**TASK BRIEF**
Rewrite the lines of the records below as a numbered list with blank lines left out, starting at the very first line and going on through the line that contains "<point>128,214</point>". Include only those lines.
= = = = = = =
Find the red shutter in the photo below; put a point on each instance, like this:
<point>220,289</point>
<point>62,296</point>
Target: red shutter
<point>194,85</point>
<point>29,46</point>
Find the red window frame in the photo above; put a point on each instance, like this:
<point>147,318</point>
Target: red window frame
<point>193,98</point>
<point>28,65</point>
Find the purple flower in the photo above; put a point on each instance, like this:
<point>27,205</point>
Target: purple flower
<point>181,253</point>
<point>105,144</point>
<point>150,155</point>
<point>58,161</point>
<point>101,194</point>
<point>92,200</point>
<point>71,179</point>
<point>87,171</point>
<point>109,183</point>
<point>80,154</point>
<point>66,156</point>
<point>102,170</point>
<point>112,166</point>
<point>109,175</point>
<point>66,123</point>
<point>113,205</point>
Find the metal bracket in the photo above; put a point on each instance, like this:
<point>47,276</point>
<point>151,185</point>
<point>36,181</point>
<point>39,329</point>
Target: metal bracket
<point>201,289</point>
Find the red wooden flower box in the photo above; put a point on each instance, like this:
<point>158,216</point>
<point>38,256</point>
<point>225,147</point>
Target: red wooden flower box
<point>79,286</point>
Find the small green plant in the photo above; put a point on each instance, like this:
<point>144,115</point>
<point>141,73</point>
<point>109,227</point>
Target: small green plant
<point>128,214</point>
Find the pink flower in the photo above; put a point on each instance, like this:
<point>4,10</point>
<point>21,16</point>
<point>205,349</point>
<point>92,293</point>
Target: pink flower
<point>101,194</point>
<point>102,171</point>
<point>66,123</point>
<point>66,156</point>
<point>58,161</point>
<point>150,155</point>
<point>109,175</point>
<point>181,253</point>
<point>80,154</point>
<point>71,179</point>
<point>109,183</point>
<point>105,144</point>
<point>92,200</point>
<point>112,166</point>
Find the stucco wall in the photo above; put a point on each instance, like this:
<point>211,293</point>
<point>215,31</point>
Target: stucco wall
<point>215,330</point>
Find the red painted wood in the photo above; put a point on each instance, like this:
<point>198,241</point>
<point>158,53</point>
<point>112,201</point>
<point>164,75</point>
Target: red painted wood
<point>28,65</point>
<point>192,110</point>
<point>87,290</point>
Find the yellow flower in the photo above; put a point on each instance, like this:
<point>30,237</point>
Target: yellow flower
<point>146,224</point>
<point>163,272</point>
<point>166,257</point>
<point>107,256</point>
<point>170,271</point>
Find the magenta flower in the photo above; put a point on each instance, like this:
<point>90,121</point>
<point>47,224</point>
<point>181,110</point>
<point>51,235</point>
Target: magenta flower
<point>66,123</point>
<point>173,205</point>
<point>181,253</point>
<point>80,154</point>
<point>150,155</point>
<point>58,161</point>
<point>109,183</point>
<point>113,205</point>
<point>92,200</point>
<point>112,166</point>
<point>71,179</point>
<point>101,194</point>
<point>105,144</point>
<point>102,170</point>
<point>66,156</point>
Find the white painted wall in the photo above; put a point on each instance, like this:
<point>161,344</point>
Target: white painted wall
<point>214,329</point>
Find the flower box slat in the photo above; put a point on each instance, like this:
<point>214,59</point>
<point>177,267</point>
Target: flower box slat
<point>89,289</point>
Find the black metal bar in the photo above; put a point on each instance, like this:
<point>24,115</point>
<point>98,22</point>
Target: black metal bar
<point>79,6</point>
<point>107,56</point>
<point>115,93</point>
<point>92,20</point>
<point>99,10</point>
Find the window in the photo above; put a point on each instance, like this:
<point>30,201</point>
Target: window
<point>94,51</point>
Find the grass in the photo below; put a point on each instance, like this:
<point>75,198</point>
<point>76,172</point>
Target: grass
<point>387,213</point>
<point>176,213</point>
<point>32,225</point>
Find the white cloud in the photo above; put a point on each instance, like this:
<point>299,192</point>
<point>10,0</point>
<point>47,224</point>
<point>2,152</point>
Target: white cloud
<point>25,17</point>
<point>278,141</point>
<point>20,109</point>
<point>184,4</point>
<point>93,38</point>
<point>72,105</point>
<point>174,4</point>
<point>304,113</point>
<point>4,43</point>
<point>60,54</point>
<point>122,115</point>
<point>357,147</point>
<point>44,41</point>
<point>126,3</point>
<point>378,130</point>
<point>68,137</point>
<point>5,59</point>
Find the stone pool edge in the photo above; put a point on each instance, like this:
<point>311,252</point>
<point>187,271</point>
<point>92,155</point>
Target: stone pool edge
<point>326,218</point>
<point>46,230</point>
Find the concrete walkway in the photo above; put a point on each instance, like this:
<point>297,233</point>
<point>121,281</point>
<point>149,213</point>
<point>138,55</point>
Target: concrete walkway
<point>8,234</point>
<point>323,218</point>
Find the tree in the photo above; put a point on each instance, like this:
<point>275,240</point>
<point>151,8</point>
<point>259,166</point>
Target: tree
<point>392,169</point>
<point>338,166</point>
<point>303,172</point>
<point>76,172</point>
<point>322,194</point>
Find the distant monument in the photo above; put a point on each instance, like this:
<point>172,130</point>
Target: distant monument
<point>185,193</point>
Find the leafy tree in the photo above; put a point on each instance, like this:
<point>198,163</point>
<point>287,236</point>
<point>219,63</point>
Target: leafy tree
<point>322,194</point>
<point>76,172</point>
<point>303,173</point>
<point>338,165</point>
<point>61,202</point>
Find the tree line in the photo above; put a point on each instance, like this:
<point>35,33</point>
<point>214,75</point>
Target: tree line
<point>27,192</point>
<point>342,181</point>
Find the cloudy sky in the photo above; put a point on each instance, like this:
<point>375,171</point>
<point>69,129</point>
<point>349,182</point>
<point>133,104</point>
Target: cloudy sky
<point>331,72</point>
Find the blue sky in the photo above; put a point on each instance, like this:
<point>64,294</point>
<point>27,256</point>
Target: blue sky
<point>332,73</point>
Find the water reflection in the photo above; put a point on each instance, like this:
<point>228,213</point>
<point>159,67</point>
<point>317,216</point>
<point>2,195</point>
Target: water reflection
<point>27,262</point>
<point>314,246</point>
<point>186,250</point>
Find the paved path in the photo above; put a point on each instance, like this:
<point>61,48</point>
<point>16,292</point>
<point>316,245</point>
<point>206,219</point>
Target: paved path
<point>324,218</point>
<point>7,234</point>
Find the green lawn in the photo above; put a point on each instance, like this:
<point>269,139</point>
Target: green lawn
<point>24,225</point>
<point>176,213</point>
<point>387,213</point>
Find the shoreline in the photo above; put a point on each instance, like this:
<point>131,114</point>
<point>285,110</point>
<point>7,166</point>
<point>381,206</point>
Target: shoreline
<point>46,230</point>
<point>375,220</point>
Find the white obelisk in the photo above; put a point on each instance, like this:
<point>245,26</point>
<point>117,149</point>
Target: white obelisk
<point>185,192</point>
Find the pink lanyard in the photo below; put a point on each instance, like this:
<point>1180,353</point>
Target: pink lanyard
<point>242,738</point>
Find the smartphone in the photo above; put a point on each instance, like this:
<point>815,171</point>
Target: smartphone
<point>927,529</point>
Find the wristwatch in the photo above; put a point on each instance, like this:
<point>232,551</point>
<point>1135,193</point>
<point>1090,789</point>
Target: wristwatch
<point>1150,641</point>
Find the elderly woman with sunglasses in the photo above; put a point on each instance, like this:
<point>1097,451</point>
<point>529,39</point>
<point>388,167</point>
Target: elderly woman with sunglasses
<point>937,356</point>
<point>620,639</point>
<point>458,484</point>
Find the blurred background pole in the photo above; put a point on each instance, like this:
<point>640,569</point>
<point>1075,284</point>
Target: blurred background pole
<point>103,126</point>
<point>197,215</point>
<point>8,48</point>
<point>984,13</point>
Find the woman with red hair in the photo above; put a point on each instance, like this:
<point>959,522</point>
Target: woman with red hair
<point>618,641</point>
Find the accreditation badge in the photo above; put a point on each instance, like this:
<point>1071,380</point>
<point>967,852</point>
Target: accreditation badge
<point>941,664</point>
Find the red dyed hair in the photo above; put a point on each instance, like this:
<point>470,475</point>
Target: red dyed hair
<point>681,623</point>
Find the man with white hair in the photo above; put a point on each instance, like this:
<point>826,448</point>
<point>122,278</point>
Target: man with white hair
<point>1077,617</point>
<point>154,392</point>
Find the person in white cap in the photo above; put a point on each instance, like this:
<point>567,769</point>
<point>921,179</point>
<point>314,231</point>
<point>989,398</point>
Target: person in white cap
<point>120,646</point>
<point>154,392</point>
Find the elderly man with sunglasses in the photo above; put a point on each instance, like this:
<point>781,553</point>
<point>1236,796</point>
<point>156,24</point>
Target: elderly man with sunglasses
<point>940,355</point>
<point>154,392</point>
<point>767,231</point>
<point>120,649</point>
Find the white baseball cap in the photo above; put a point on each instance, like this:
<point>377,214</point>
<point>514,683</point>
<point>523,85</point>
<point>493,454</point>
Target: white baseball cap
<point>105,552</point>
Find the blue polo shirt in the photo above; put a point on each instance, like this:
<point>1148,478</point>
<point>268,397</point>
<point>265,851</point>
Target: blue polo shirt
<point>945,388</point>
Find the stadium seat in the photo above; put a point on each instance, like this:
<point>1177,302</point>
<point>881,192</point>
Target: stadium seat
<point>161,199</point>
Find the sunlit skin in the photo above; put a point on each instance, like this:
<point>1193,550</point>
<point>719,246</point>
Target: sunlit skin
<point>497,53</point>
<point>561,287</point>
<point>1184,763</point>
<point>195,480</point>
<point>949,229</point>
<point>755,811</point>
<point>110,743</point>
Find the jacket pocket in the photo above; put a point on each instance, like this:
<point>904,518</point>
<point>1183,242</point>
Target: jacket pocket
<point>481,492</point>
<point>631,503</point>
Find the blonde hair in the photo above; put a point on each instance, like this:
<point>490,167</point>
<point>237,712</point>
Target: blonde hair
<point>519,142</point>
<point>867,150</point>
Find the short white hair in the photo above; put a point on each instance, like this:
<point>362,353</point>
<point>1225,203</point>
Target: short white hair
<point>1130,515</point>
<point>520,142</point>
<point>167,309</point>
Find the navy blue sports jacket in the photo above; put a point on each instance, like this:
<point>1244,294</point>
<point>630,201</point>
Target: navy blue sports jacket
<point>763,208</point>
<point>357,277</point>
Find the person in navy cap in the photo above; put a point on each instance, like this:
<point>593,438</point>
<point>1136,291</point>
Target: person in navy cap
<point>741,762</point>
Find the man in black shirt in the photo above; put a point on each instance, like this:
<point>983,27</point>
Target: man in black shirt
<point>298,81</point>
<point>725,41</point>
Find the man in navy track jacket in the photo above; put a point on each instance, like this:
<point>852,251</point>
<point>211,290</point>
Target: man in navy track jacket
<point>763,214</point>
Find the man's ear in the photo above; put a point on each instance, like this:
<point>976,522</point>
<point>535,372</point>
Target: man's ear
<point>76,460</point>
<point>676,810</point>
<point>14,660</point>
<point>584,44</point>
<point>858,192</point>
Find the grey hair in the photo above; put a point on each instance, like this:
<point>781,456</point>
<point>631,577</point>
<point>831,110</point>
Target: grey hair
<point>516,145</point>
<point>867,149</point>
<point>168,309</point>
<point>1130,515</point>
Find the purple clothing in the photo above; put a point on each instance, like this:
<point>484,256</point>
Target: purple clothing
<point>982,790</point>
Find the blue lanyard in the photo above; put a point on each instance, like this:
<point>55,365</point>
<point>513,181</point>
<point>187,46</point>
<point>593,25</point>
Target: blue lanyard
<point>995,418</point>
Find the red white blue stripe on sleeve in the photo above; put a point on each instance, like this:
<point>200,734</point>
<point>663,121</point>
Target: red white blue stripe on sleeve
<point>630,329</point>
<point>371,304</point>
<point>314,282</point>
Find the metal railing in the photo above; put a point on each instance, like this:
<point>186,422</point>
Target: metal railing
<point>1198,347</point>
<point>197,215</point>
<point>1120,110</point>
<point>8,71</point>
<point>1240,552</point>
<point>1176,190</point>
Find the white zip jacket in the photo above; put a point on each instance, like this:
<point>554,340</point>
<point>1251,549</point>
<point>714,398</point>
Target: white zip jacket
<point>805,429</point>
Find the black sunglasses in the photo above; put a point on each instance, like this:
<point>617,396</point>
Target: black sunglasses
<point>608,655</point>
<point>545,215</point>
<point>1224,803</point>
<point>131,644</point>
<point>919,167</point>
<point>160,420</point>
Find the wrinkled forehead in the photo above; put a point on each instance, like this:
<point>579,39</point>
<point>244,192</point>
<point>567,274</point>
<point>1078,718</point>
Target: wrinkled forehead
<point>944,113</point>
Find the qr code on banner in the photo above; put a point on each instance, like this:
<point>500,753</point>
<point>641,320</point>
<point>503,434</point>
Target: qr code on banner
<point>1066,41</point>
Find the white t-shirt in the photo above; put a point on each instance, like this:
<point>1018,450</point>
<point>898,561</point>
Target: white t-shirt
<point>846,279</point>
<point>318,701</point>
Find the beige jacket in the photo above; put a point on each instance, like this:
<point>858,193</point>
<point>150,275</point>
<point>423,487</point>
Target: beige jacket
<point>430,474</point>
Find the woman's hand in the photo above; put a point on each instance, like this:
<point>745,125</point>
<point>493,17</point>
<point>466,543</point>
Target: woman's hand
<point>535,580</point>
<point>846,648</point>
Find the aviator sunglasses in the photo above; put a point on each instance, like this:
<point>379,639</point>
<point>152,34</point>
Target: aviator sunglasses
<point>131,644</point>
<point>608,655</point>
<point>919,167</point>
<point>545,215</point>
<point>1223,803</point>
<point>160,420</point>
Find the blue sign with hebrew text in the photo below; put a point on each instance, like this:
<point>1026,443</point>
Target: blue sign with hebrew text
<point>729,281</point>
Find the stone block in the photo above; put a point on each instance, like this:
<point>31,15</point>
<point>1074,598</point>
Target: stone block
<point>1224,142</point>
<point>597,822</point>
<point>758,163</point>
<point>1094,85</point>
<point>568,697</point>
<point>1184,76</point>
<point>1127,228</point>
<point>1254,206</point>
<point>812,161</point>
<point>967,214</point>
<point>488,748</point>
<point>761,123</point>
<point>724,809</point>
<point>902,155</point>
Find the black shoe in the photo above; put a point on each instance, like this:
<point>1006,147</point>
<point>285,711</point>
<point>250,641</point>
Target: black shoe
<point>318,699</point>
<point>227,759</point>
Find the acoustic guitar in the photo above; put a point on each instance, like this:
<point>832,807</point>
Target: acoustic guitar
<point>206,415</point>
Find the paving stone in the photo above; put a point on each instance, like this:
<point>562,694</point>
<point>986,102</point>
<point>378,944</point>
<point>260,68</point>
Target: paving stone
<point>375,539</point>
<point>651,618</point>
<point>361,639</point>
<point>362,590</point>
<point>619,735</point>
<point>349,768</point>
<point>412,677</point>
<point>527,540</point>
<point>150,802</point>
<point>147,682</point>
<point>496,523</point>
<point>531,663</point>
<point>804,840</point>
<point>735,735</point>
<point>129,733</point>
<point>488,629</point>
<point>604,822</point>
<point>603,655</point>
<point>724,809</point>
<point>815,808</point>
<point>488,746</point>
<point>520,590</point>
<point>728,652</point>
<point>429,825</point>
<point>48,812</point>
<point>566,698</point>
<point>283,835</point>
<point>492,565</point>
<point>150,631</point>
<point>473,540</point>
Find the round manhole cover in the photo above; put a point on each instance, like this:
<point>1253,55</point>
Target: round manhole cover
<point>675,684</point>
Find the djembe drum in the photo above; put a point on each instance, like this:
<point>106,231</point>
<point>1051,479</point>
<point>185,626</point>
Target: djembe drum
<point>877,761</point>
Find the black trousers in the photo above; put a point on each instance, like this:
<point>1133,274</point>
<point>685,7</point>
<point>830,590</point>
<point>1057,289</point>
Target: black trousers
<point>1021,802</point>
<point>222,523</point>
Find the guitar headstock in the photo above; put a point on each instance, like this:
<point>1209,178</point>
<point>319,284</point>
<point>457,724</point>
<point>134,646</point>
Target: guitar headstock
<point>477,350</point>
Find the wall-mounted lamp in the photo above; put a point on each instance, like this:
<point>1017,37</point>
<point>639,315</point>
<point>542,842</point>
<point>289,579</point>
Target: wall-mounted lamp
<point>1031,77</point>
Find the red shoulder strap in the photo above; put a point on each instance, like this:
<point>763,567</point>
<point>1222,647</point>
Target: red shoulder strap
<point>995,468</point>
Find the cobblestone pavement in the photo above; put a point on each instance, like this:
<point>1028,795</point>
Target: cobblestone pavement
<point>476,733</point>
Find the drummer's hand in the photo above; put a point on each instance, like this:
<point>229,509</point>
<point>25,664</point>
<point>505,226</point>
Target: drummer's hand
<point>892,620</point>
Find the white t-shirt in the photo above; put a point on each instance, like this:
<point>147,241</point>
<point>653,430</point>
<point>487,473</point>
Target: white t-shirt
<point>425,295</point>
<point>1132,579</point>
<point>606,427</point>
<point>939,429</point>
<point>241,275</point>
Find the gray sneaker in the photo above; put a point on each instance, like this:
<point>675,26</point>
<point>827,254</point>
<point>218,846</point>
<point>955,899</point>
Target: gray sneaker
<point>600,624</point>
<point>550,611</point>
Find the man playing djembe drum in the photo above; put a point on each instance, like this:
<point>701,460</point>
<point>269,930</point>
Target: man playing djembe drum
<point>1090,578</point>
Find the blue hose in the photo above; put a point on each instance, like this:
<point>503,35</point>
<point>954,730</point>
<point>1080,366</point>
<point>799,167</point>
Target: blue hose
= = = = = = =
**OUTPUT OF THE TASK**
1. Find the red shutter in the photo below; put a point on each instance, like this:
2. <point>220,289</point>
3. <point>62,296</point>
4. Target: red shutter
5. <point>194,85</point>
6. <point>29,46</point>
7. Find the red window frame in the photo above; put a point on each instance, like this:
8. <point>147,318</point>
9. Target: red window frame
10. <point>193,98</point>
11. <point>28,65</point>
12. Find the purple flower in the photo above; put a point on each instance, like this:
13. <point>27,205</point>
14. Target: purple flower
15. <point>181,253</point>
16. <point>105,144</point>
17. <point>150,155</point>
18. <point>58,161</point>
19. <point>101,194</point>
20. <point>92,200</point>
21. <point>71,179</point>
22. <point>87,171</point>
23. <point>109,183</point>
24. <point>80,154</point>
25. <point>66,156</point>
26. <point>102,170</point>
27. <point>112,166</point>
28. <point>109,175</point>
29. <point>66,123</point>
30. <point>113,205</point>
31. Find the metal bracket in the photo above; put a point on each instance, like this:
32. <point>47,276</point>
33. <point>151,185</point>
34. <point>36,181</point>
35. <point>39,329</point>
36. Target: metal bracket
37. <point>201,289</point>
38. Find the red wooden flower box in the photo above; put a point on each instance, like this:
39. <point>158,216</point>
40. <point>38,256</point>
41. <point>225,147</point>
42. Target: red wooden flower box
43. <point>79,286</point>
44. Find the small green plant in the photo above; put a point on each instance, like this:
45. <point>144,115</point>
46. <point>141,73</point>
47. <point>109,227</point>
48. Target: small green plant
49. <point>128,214</point>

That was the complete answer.